REQUIRED TASK: Rewrite the records below, swapping "wooden post" for "fence post" and keeping everything else unchanged. Leave the pictures out of your answer.

Image point annotation entries:
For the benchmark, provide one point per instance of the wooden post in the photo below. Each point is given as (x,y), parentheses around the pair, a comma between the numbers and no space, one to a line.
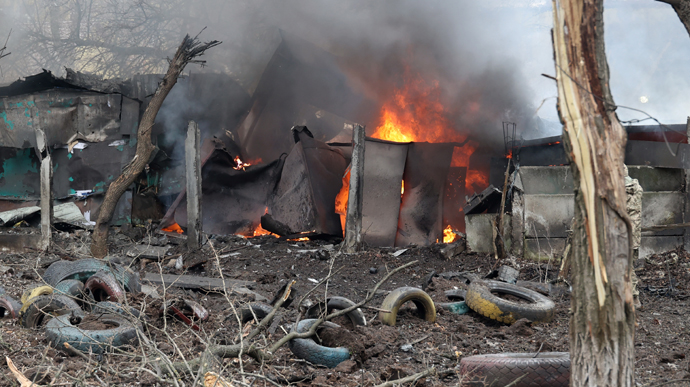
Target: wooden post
(46,191)
(353,221)
(193,173)
(686,210)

EXERCISE RESULT:
For the benchmark, provide one point per instance of the fence post in the photo below. Each point is given as (x,y), parentheses around the pair, a comma between the numbers and no space, one to a line.
Target: fence post
(46,191)
(353,221)
(193,173)
(686,210)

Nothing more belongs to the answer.